6. Spider-Man: Into the Spider-Verse
Sony’s relationship with the friendly neighbourhood web-slinger is tetchy at best. Sam Raimi’s trilogy has a nostalgia appeal, even in the chaotic, hilariously messy third entry. Then there was the Amazing reboot, with more lows than highs. It’s a modern miracle then that in 2018, we got one of the supreme Spider-Man movies of all-time from the studio. The craft is spectacular, with stupefying, majestic animation. But the cast are magic too, and when all is said and done, the film actually has something to shout from the crowd.
Review verdict: “Beautiful, hilarious, enthralling, inspiring; everything Spidey stands for and more. Masterpiece.”
5. Mission: Impossible – Fallout
Fallout was a risk – despite the fact the franchise has been on the up since M:II, never had the same director returned. Christopher McQuarrie will go down as a luminary of however. Elevating everything that worked in Rogue Nation and ironing out the itchy wrinkles, the fifth entry is not only the elite, but one of the all-time great action spectaculars. Breathtaking set-pieces galore and a killer soundtrack from Lorne Balfe; how will they ever top it?
Review verdict: “An absolutely triumphant feast of an action movie. Narratively strong, the ensemble are electric and the direction is historic levels of excellence. Bravo, team.“
4. A Star Is Born
It’s a tale as old as time, but one that has yet to fail on the big screen. Bradley Cooper is the latest filmmaker to bring the birth and death of fame alive, but even for a debutant director, this is a fantastic piece of work. The live music scenes are enthralling, the soundtrack is jam-packed with pulse-racing ear-worms, and the lead turns from Cooper and Lady Gaga leave a painful mark as the credits roll. It’s already an Oscar-front runner, and it’s not hard to see why.

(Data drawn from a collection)
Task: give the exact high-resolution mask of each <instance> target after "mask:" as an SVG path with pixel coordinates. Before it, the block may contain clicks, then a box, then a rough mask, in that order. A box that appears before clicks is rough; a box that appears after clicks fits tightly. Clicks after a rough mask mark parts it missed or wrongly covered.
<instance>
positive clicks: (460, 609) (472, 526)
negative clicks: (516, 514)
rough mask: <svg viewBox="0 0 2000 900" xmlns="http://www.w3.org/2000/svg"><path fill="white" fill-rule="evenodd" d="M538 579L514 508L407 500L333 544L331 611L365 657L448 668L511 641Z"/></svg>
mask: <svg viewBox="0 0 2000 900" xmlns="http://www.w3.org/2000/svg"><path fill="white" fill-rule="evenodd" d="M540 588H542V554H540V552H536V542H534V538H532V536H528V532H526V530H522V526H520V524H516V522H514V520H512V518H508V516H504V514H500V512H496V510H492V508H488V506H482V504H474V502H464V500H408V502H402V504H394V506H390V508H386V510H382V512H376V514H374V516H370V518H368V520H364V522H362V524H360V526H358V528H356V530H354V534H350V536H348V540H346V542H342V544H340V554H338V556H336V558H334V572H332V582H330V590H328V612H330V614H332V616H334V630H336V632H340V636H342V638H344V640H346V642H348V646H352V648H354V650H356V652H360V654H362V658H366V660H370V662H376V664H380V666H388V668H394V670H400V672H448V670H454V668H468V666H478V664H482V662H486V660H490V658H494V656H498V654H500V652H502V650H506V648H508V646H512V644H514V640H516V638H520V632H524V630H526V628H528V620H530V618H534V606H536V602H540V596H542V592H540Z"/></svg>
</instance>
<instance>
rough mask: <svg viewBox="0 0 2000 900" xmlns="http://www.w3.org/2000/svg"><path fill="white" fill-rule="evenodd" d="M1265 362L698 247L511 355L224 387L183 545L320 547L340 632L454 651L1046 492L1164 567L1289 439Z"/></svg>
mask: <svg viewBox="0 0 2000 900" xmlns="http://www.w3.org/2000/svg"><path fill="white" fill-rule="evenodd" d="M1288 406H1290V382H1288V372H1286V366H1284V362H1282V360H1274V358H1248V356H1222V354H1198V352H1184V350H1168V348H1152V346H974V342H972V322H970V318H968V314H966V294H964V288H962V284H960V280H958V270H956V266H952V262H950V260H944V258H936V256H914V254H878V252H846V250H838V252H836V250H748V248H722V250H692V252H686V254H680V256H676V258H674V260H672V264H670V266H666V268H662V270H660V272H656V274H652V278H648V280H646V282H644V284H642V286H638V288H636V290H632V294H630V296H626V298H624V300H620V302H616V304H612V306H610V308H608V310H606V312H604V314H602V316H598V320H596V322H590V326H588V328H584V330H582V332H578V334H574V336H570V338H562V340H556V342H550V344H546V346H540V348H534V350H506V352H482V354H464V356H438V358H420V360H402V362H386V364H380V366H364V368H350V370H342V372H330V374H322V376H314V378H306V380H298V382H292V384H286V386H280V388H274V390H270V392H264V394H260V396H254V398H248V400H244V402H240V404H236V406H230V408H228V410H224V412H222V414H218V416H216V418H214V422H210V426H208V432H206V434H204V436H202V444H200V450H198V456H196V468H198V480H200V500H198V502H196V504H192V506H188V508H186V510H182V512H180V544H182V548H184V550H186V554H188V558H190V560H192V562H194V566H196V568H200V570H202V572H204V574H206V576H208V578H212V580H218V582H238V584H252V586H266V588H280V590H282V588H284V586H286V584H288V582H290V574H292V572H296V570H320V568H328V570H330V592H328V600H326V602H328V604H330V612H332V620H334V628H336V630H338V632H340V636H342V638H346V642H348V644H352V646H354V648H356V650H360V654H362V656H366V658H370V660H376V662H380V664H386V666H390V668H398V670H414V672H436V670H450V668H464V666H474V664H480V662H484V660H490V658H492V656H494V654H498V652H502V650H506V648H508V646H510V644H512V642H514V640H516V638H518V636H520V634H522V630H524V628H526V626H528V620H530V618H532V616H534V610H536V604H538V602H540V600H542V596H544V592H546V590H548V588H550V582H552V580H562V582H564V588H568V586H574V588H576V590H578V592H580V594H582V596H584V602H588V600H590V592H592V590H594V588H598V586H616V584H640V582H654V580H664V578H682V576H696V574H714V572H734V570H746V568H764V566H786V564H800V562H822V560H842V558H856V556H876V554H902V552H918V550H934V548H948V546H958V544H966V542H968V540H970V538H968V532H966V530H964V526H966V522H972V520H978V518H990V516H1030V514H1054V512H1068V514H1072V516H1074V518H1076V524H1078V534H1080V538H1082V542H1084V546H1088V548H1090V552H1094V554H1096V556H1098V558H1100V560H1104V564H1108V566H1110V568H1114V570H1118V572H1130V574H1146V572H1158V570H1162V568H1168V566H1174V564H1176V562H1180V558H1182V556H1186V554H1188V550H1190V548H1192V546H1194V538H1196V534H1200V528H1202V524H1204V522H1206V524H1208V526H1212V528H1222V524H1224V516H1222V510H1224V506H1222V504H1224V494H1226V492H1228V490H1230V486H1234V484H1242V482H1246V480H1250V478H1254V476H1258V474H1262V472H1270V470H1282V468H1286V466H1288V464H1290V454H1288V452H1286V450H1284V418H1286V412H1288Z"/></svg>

**Work to complete:**
1. Reproduce the film rankings word for word, covering everything from "6. Spider-Man: Into" down to "from the crowd.".
2. List every person named in the film rankings.
3. Pick up the film rankings after their final sentence and write what comes next.
These rows were taken from a separate source unrelated to the film rankings.

**Answers below:**
1.
6. Spider-Man: Into the Spider-Verse
Sony’s relationship with the friendly neighbourhood web-slinger is tetchy at best. Sam Raimi’s trilogy has a nostalgia appeal, even in the chaotic, hilariously messy third entry. Then there was the Amazing reboot, with more lows than highs. It’s a modern miracle then that in 2018, we got one of the supreme Spider-Man movies of all-time from the studio. The craft is spectacular, with stupefying, majestic animation. But the cast are magic too, and when all is said and done, the film actually has something to shout from the crowd.

2. Sam Raimi, Christopher McQuarrie, Lorne Balfe, Bradley Cooper, Lady Gaga

3.
Review verdict: “Cooper has landed a masterpiece on his first go. You could say, a star is born.”
3. First Man
Every so often a film comes along that feels tailor-made for you. As a fan of Damien Chazelle already (both Whiplash and La La Land are in my top 20 of all time), the hype was large prior to the release of First Man. But this is not director-bias on my part; First Man is a tour de force. Authentic, breathless filmmaking evokes joy, wonder and importantly, fear. Space is an unforgiving void – Chazelle moulds a lesson on grief out of a familiar victory.
Review verdict: “The film is many things; magical, surprisingly intimate, remarkably suspenseful. But what it does best of all, and most importantly, is inspire pure awe.”
2. Avengers: Infinity War
When the final shot of Infinity War cut to black, the sense of devastation in the air of the cinema was palpable. It wasn’t just that ending; the whole experience was intensely gratifying on a scale hitherto undreamt of. The Russo’s did the impossible; a ginormous ensemble in a comprehensive, decade-spanning finale. Yes, it’s part one, but the emotional gravity isn’t lessened; it’s strengthened. God, the wait for Endgame physically aches.
Review verdict: “A phenomenal, superheroic ensemble masterclass that more than surpasses the hype. Audaciously epic and stirringly entertaining, it’s a devastating, historic spectacle (emphasis on devastating).”
Horror is a devilishly difficult genre to crack. The classics are held in intimidatingly high regard, often used as comparisons any time a successful contemporary feature is released. That’s what happened with Hereditary; fawning reviews started to appear with dangerous claims that it was “this generation’s The Exorcist“. While that tendency can lead to risky, detrimental preconceptions, Ari Aster’s debut feature film deserves all the praise the world of criticism can afford. It’s a tirelessly demented, incredibly traumatic, breathtaking trip into the darkest depths of psychological, family horror, anchored around a sublime cast, but most of all a legendary performance from Toni Collette. Fear is subjective; Hereditary is my worst nightmare, but it may just be the finest horror movie ever made. Petrifying.
Review verdict: “An outstandingly horrifying achievement from a debut filmmaker, Hereditary is a classic in the making, built on rock-solid, terrifying, atmospheric terror.”